▸ **TASK STATEMENT**
An exact copy of every record is needed, with all pictures omitted.

▸ **EXTRACTED MATERIAL**
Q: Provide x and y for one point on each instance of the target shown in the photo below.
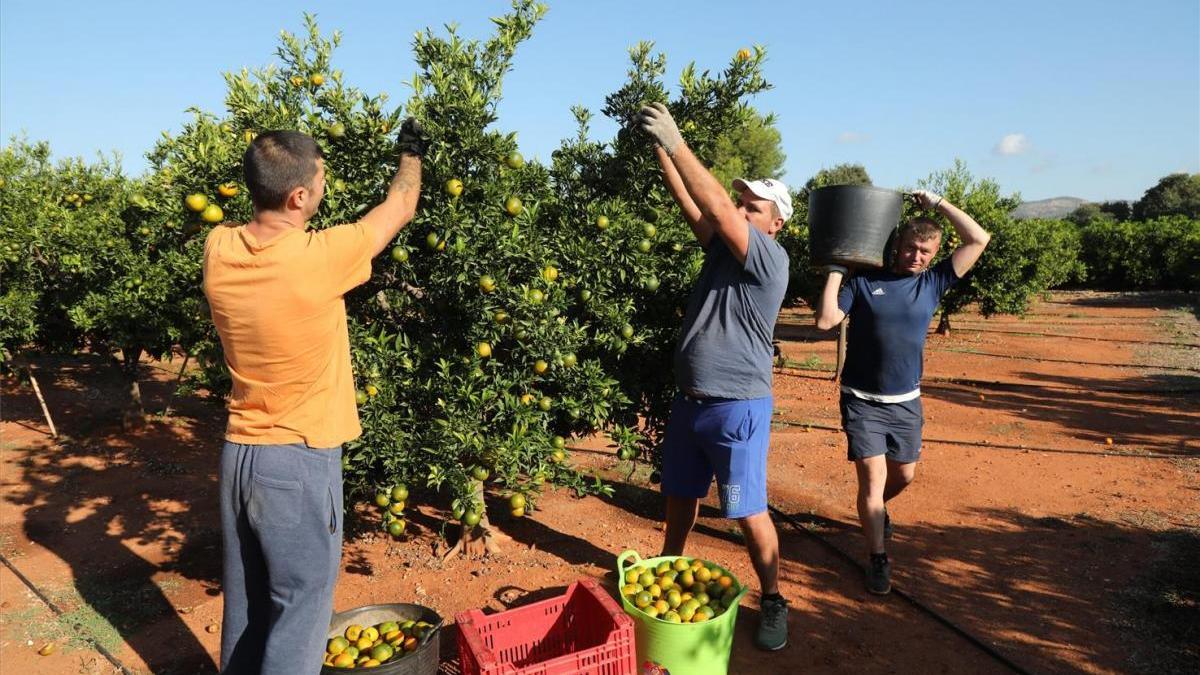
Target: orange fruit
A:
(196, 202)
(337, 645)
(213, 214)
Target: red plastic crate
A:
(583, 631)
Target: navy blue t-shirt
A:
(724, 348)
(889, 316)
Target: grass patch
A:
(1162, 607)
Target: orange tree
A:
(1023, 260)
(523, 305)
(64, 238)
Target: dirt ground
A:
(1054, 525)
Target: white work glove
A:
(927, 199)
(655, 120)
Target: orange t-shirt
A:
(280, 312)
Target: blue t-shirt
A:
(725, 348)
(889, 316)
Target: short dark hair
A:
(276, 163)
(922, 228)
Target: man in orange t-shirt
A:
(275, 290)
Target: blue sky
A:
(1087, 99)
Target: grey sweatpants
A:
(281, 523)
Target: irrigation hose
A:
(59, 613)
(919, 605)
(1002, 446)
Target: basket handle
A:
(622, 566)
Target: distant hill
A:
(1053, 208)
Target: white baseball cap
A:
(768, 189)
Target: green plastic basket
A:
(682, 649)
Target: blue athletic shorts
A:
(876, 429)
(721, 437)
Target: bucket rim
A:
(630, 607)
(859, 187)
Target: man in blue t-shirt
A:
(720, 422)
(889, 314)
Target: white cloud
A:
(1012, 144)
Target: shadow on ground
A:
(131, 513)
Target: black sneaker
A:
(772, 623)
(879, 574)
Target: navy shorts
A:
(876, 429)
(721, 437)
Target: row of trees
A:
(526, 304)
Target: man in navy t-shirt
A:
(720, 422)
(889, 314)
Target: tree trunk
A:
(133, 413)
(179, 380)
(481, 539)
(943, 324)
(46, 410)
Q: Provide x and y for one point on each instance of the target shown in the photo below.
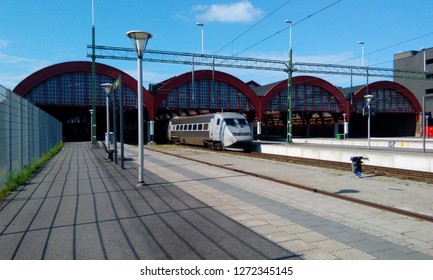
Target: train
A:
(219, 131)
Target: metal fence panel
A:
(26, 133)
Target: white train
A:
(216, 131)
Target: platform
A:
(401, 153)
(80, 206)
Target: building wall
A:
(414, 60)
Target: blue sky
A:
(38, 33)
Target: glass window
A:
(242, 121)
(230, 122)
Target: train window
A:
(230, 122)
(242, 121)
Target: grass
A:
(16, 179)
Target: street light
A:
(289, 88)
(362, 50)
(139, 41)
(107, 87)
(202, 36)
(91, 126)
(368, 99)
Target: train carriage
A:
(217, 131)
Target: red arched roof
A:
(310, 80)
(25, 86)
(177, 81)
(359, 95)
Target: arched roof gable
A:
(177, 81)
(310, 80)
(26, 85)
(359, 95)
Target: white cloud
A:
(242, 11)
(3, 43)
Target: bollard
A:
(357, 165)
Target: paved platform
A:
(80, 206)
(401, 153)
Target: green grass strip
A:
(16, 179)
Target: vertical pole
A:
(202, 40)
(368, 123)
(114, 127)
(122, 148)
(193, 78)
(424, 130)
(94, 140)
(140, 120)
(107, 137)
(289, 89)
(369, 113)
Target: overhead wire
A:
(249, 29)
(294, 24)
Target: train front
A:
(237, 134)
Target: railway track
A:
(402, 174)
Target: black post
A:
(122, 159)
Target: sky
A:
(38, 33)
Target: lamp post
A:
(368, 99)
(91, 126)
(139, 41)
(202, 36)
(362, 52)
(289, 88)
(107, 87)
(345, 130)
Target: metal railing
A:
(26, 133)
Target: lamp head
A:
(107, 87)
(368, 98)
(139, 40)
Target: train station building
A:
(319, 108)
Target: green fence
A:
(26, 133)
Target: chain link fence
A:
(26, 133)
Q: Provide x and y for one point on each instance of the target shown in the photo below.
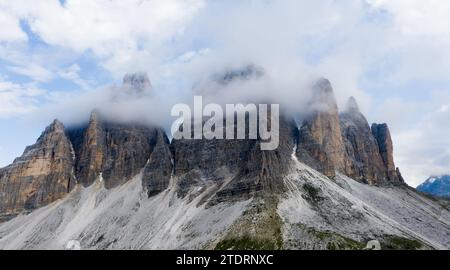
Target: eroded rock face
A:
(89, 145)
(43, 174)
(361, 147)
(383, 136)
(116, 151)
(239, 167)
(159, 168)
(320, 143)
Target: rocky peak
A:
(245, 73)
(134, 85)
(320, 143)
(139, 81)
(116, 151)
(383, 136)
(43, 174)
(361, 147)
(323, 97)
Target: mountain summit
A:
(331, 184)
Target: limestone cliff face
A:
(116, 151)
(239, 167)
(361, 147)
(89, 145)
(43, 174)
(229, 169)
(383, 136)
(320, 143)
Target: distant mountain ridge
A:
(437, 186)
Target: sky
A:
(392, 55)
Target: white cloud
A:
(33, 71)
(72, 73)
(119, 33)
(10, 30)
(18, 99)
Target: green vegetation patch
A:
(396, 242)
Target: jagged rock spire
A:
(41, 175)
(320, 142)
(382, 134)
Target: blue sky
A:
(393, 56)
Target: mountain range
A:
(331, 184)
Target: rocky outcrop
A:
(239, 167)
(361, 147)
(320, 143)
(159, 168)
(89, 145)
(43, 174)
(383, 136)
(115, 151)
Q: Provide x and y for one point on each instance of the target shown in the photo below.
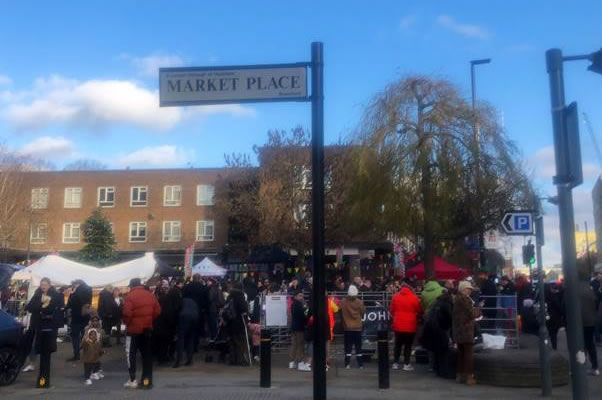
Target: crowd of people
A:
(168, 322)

▸ **OUTPUT OF THE TASK**
Q: Provide x and y for one point on each instance of the target shown in the photo below.
Target: orange fruit
A:
(196, 202)
(337, 645)
(213, 214)
Target: red plastic crate
A:
(583, 631)
Target: navy blue t-shirt
A:
(724, 348)
(889, 316)
Target: grass patch
A:
(1162, 607)
Target: orange tree
A:
(1023, 260)
(523, 305)
(64, 238)
Target: dirt ground
A:
(1054, 525)
Target: white work glove
A:
(927, 199)
(655, 120)
Target: orange t-shirt
A:
(280, 312)
Target: blue t-shirt
A:
(725, 348)
(889, 316)
Target: short dark hair
A:
(276, 163)
(922, 228)
Target: man in orange t-shirt
A:
(275, 290)
Target: blue sky
A:
(1087, 99)
Target: grey sweatpants
A:
(281, 523)
Target: irrigation hose
A:
(59, 613)
(919, 605)
(1002, 446)
Target: basket handle
A:
(622, 566)
Target: distant hill
A:
(1053, 208)
Target: white baseball cap
A:
(768, 189)
Target: green plastic basket
A:
(682, 649)
Target: blue athletic shorts
A:
(876, 429)
(721, 437)
Target: bucket rim
A:
(630, 607)
(859, 187)
Target: man in blue t-shirt
A:
(720, 422)
(889, 314)
Target: white cloud
A:
(1012, 144)
Target: shadow on ground
A:
(131, 513)
Target: black sneaker
A:
(772, 623)
(879, 574)
Target: navy shorts
A:
(876, 429)
(721, 437)
Target: row of trees
A:
(526, 304)
Target: man in navy t-shirt
A:
(720, 422)
(889, 314)
Target: tree trunk
A:
(133, 413)
(179, 380)
(481, 539)
(943, 324)
(46, 410)
Q: Provide x and y for one point on each instance of the target shown in the photo below.
Target: train
A:
(219, 131)
Target: metal fence panel
A:
(26, 133)
Target: white train
A:
(216, 131)
Target: platform
A:
(401, 153)
(80, 206)
Target: building wall
A:
(414, 60)
Target: blue sky
A:
(38, 33)
Target: glass window
A:
(242, 121)
(230, 122)
Target: train window
A:
(230, 122)
(242, 121)
Target: grass
A:
(16, 179)
Target: street light
A:
(289, 88)
(362, 50)
(139, 41)
(107, 87)
(202, 36)
(91, 126)
(368, 99)
Target: train carriage
A:
(217, 131)
Target: red arched roof
A:
(310, 80)
(25, 86)
(177, 81)
(359, 95)
Target: arched roof gable
A:
(177, 81)
(310, 80)
(26, 85)
(359, 95)
Target: white cloud
A:
(242, 11)
(3, 43)
Target: bollard
A:
(357, 165)
Target: paved platform
A:
(80, 206)
(401, 153)
Target: green grass strip
A:
(16, 179)
Target: vertical pole
A:
(202, 40)
(368, 123)
(114, 127)
(122, 148)
(193, 78)
(424, 130)
(94, 140)
(140, 120)
(107, 137)
(289, 89)
(369, 113)
Target: overhead wire
A:
(249, 29)
(294, 24)
Target: train front
A:
(237, 134)
Target: railway track
A:
(402, 174)
Target: black post
A:
(122, 159)
Target: sky
A:
(38, 33)
Target: lamp post
A:
(368, 99)
(91, 126)
(139, 41)
(202, 36)
(362, 52)
(289, 88)
(107, 87)
(345, 130)
Target: metal railing
A:
(26, 133)
Target: lamp head
A:
(107, 87)
(368, 98)
(139, 40)
Target: train station building
A:
(319, 108)
Target: green fence
A:
(26, 133)
Target: chain link fence
A:
(26, 133)
Q: Provide x and y for one point on each instance of the target shown in the photo below.
Target: eroded rock face
A:
(89, 145)
(43, 174)
(361, 147)
(383, 136)
(116, 151)
(239, 167)
(159, 168)
(320, 143)
Target: rocky peak
A:
(245, 73)
(134, 85)
(320, 143)
(139, 81)
(116, 151)
(383, 136)
(43, 174)
(361, 147)
(323, 97)
Target: mountain summit
A:
(331, 184)
Target: limestone cliff face
A:
(116, 151)
(239, 167)
(361, 147)
(89, 145)
(43, 174)
(229, 169)
(383, 136)
(320, 143)
Target: distant mountain ridge
A:
(437, 186)
Target: sky
A:
(392, 55)
Target: white cloud
A:
(33, 71)
(72, 73)
(119, 33)
(10, 30)
(18, 99)
Target: green vegetation patch
A:
(396, 242)
Target: jagged rock spire
A:
(41, 175)
(320, 142)
(382, 134)
Target: blue sky
A:
(393, 56)
Target: mountain range
A:
(331, 184)
Target: rocky outcrop
A:
(239, 167)
(361, 147)
(320, 143)
(159, 168)
(89, 145)
(43, 174)
(383, 136)
(115, 151)
Q: Provide x and y for one point on each instance of the target shown in the photo below.
Target: crowd of people
A:
(168, 322)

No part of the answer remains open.